**** RECORDED DATA

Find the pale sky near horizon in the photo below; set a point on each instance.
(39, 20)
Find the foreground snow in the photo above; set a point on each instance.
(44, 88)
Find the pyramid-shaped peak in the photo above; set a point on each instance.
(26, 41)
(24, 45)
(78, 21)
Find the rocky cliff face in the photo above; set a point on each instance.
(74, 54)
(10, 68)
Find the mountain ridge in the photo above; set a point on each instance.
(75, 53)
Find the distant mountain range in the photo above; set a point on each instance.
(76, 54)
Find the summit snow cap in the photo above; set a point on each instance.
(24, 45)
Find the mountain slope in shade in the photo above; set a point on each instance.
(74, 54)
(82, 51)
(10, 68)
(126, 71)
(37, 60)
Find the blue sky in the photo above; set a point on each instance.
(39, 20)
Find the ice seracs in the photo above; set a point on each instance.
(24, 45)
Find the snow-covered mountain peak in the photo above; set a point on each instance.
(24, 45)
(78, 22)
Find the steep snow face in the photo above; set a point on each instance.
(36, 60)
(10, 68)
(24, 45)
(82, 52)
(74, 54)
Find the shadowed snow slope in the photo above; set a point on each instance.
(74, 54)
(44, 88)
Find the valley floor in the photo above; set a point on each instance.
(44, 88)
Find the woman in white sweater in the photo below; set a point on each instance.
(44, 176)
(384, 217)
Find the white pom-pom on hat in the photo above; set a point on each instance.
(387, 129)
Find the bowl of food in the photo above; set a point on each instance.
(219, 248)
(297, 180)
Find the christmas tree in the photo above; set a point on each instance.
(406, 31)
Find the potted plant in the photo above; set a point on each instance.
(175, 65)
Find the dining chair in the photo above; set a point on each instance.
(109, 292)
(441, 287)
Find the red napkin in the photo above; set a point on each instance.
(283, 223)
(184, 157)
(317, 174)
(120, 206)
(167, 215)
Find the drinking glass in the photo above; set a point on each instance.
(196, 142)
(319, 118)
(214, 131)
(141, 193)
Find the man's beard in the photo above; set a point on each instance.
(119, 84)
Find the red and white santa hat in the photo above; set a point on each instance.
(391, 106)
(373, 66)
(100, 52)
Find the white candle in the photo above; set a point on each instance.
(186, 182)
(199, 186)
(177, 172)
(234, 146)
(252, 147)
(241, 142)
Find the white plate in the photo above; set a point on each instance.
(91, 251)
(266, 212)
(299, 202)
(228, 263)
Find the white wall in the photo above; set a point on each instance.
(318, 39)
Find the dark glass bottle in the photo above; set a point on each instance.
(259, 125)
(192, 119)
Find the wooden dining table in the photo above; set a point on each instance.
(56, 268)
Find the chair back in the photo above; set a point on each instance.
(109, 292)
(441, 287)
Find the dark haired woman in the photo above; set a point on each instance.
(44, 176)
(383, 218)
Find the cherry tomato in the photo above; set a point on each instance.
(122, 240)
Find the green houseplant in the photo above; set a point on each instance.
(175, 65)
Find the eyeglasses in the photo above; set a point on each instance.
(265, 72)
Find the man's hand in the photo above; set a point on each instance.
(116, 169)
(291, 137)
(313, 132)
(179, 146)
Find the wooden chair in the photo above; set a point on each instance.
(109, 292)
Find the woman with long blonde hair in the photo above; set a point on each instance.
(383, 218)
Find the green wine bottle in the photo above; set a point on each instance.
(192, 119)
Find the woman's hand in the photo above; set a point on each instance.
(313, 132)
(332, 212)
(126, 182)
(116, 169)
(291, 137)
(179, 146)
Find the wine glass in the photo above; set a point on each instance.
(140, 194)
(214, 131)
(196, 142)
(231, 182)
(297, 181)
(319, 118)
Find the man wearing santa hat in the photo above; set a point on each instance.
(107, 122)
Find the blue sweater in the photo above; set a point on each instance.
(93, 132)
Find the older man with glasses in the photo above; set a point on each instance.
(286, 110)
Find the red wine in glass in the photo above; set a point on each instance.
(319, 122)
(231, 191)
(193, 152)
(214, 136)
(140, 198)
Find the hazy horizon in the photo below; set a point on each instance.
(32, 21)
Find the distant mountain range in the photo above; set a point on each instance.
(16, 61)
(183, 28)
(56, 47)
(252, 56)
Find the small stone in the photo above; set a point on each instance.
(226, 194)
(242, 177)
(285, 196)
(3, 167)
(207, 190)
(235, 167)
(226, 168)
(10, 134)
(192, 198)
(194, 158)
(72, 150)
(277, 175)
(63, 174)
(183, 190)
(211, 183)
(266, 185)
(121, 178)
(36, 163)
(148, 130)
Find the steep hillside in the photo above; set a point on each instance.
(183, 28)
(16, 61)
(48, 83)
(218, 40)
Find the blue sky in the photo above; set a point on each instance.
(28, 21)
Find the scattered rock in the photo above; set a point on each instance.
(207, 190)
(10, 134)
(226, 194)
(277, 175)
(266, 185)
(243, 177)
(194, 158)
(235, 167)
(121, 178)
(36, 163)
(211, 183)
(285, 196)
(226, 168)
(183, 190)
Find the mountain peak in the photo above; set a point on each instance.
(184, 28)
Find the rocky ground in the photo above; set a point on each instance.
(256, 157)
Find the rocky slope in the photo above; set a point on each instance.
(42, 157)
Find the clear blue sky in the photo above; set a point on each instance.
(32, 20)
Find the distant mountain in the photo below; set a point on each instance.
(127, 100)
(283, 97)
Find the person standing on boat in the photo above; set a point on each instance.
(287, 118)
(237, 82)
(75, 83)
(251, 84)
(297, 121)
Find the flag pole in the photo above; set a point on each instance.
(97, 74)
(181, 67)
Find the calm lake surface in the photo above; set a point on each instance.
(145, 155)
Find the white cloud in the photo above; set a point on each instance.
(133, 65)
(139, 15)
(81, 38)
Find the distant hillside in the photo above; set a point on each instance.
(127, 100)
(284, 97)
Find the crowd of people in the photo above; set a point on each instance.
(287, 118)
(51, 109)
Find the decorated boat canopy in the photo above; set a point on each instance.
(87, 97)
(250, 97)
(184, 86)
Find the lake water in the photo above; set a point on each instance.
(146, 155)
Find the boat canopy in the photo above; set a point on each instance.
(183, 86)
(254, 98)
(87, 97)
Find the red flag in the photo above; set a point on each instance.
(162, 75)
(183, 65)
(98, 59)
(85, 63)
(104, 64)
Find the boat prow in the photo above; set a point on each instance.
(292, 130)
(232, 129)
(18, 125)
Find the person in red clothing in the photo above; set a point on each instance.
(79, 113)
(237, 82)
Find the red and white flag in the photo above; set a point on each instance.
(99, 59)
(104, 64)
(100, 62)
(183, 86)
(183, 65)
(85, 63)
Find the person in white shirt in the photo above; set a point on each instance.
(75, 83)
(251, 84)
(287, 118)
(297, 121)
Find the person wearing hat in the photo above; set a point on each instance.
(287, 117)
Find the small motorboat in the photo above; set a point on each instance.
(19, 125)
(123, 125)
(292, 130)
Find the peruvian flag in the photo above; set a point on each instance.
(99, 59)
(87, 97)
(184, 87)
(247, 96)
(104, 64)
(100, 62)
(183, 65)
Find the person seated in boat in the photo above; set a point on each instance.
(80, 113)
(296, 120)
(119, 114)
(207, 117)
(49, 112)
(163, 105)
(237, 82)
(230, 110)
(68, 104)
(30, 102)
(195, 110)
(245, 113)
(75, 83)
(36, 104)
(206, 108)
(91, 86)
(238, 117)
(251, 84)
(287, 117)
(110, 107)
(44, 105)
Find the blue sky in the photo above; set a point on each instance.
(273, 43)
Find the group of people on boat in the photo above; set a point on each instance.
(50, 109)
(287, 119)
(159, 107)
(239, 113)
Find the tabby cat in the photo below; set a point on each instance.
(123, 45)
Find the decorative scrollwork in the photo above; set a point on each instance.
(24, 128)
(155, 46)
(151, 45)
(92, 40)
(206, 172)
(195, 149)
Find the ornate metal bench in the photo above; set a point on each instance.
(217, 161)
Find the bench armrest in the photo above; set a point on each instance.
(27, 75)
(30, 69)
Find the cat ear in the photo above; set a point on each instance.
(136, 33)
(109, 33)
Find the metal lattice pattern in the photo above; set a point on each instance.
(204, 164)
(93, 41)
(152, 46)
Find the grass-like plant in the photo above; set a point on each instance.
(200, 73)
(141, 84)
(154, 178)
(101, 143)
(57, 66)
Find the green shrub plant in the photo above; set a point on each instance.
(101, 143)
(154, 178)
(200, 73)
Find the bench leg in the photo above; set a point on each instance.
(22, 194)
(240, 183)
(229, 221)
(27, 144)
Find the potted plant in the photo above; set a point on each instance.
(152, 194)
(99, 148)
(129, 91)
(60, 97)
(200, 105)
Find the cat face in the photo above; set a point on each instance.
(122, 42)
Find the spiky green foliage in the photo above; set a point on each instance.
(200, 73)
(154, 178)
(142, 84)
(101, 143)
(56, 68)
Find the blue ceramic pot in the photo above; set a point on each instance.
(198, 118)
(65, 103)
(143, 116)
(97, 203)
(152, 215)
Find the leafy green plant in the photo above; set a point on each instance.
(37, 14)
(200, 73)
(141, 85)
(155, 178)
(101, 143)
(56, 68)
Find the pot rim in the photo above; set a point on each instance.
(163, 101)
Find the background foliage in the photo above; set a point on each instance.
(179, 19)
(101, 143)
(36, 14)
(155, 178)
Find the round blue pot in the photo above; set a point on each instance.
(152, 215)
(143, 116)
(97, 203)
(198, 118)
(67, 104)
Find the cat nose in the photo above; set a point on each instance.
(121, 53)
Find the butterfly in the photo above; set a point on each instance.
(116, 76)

********

* EXERCISE BRIEF *
Print exactly the lines above, starting at the line that contains "Find the leafy" and ending with the last line of the records, both included.

* SOLUTION FOR THIS TASK *
Find the leafy green plant in the photo above; set a point on each instance.
(37, 14)
(200, 73)
(141, 85)
(155, 178)
(101, 143)
(56, 68)
Find the pot rim in the photo above; set a point on each instance.
(163, 101)
Find the background foliage in the photo above; set a point on each instance.
(179, 19)
(101, 143)
(36, 14)
(155, 178)
Find the round blue pot in the photo above; set a point on each instance.
(152, 215)
(143, 116)
(97, 203)
(198, 118)
(67, 104)
Find the cat nose in the photo above; set a point on each instance.
(121, 53)
Find the butterfly in the photo above; set a point on each instance.
(116, 76)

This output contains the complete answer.